[Photo-based referring expression data]
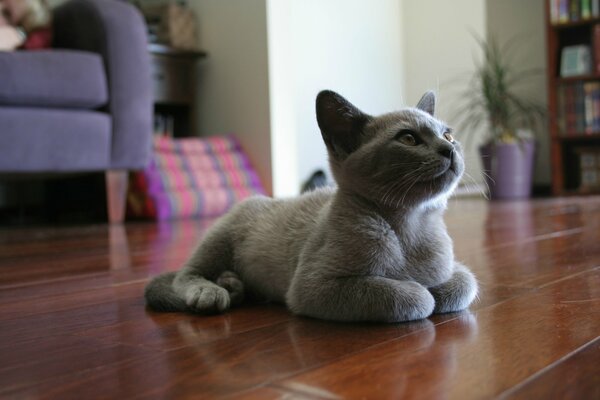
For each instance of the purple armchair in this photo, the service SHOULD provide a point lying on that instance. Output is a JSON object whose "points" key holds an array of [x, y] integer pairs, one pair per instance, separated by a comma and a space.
{"points": [[86, 104]]}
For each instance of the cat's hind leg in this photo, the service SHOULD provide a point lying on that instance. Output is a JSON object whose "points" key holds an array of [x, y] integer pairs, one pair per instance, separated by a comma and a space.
{"points": [[457, 293], [360, 298], [234, 285]]}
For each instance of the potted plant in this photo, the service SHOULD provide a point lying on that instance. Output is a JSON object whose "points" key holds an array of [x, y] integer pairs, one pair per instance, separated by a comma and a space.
{"points": [[508, 151]]}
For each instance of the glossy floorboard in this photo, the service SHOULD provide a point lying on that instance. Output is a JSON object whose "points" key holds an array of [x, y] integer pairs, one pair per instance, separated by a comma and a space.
{"points": [[73, 322]]}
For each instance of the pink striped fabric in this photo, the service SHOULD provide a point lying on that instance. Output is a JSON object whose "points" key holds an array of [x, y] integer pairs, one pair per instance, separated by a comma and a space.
{"points": [[192, 177]]}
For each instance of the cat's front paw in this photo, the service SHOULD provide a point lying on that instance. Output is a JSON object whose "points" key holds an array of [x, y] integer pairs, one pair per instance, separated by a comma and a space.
{"points": [[457, 293], [207, 299]]}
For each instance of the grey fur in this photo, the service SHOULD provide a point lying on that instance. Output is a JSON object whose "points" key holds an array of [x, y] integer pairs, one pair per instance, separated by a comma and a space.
{"points": [[373, 249]]}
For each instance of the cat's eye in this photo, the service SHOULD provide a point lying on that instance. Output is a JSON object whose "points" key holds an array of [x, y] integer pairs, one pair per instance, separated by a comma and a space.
{"points": [[448, 136], [407, 137]]}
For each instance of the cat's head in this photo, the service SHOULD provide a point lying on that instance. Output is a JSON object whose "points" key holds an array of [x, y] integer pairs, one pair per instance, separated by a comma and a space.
{"points": [[400, 159]]}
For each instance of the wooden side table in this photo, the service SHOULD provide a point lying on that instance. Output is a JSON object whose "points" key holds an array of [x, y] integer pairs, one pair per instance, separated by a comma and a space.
{"points": [[174, 77]]}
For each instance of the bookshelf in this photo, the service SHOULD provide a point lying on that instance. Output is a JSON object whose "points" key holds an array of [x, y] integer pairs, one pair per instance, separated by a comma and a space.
{"points": [[174, 86], [573, 101]]}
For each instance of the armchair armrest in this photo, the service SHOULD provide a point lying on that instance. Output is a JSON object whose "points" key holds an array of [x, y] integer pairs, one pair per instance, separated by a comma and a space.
{"points": [[117, 32]]}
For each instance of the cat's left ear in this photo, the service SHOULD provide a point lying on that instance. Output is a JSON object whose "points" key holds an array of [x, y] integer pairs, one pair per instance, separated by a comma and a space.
{"points": [[341, 123], [427, 103]]}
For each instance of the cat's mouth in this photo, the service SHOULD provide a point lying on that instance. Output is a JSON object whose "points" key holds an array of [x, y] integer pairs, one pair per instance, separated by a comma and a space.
{"points": [[446, 172]]}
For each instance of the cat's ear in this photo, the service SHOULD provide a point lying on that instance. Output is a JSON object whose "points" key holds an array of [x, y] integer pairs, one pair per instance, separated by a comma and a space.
{"points": [[427, 103], [340, 122]]}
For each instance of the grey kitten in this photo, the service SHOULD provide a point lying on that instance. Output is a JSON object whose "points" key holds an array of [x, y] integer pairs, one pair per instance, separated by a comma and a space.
{"points": [[374, 249]]}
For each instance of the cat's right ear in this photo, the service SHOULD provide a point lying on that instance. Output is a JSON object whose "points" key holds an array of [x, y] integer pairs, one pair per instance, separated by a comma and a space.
{"points": [[340, 122]]}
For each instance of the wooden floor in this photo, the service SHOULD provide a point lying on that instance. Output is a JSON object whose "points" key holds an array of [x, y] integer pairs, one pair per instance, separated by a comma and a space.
{"points": [[73, 323]]}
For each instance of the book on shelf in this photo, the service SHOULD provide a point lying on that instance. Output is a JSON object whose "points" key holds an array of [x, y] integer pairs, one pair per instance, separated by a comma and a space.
{"points": [[579, 109], [596, 47], [564, 11], [575, 60]]}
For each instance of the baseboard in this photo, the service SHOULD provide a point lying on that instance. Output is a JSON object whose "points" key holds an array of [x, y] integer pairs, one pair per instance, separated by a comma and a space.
{"points": [[471, 190]]}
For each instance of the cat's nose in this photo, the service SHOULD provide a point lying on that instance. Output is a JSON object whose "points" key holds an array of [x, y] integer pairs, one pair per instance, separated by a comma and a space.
{"points": [[446, 151]]}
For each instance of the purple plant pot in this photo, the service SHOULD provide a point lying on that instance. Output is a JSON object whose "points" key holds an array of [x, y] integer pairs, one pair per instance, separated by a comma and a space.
{"points": [[508, 168]]}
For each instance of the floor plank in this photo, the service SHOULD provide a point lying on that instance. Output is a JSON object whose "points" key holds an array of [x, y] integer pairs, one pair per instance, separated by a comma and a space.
{"points": [[73, 323], [501, 345]]}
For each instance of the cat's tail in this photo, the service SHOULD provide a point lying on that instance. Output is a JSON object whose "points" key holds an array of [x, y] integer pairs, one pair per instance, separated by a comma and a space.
{"points": [[160, 295]]}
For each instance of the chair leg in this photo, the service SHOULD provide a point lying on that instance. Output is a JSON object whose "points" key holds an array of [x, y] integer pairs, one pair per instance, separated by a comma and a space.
{"points": [[116, 192]]}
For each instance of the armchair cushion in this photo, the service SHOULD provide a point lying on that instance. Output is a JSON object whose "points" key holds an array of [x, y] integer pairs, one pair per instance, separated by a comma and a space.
{"points": [[52, 78]]}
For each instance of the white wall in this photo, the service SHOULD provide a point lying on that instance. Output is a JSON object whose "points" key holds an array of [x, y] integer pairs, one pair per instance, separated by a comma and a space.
{"points": [[351, 46], [233, 87], [269, 58], [439, 50], [506, 20]]}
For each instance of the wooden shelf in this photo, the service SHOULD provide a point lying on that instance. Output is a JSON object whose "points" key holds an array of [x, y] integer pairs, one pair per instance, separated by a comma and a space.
{"points": [[578, 78], [578, 136], [163, 49], [566, 174]]}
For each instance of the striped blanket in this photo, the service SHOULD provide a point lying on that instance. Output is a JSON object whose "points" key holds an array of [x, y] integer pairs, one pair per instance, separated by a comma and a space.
{"points": [[192, 177]]}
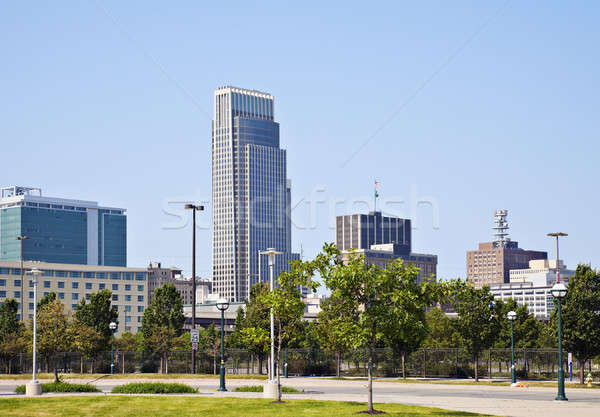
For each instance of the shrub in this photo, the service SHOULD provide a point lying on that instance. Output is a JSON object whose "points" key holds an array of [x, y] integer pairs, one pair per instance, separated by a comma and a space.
{"points": [[153, 388], [260, 388], [61, 387]]}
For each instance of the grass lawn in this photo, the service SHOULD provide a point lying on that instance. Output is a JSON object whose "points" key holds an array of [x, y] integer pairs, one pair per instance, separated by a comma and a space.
{"points": [[190, 406], [45, 376]]}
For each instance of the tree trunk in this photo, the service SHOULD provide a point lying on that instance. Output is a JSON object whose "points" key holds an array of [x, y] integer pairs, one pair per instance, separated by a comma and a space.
{"points": [[370, 370], [403, 367]]}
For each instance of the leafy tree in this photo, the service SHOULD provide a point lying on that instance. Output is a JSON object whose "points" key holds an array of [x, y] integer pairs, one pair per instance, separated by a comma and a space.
{"points": [[406, 327], [330, 320], [477, 321], [98, 314], [163, 322], [441, 332], [370, 296], [85, 340], [287, 307], [46, 299], [581, 316], [53, 335]]}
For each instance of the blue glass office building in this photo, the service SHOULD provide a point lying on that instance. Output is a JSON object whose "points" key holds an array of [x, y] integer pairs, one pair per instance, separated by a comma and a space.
{"points": [[60, 230], [251, 192]]}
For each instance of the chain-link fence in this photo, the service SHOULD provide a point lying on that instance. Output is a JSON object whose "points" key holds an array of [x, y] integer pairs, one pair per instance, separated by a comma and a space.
{"points": [[442, 363]]}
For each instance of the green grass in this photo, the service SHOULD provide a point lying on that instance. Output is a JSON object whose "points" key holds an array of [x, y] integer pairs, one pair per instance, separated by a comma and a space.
{"points": [[43, 376], [61, 387], [195, 406], [154, 388], [260, 388]]}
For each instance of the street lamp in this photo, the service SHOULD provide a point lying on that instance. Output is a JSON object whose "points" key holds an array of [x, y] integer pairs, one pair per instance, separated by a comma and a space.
{"points": [[21, 239], [512, 316], [222, 304], [34, 387], [271, 252], [559, 291], [112, 326], [194, 208]]}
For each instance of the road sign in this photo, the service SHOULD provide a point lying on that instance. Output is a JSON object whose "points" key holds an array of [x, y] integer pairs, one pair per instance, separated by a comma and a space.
{"points": [[194, 335]]}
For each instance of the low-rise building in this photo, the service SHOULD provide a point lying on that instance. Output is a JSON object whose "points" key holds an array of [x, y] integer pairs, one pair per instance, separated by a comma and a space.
{"points": [[72, 282]]}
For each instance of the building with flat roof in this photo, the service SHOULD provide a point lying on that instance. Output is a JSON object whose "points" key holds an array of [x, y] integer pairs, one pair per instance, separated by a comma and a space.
{"points": [[492, 262], [71, 283], [59, 230], [251, 192], [381, 239], [531, 286]]}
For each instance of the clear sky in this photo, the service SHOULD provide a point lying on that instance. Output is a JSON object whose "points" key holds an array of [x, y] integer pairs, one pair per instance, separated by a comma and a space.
{"points": [[472, 106]]}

ASSIGNED TASK: Write out word for word every line from the one containing "For each instance of the clear" through the last line of the data, and no other line.

WRITTEN REPLY:
For each instance of the clear sky in this photo, the service SHOULD provide a point lying on that instance. Output is a JSON object whose "points" key holds an array of [x, y] integer pairs, one pair per instance, separated by a comma and a space.
{"points": [[472, 106]]}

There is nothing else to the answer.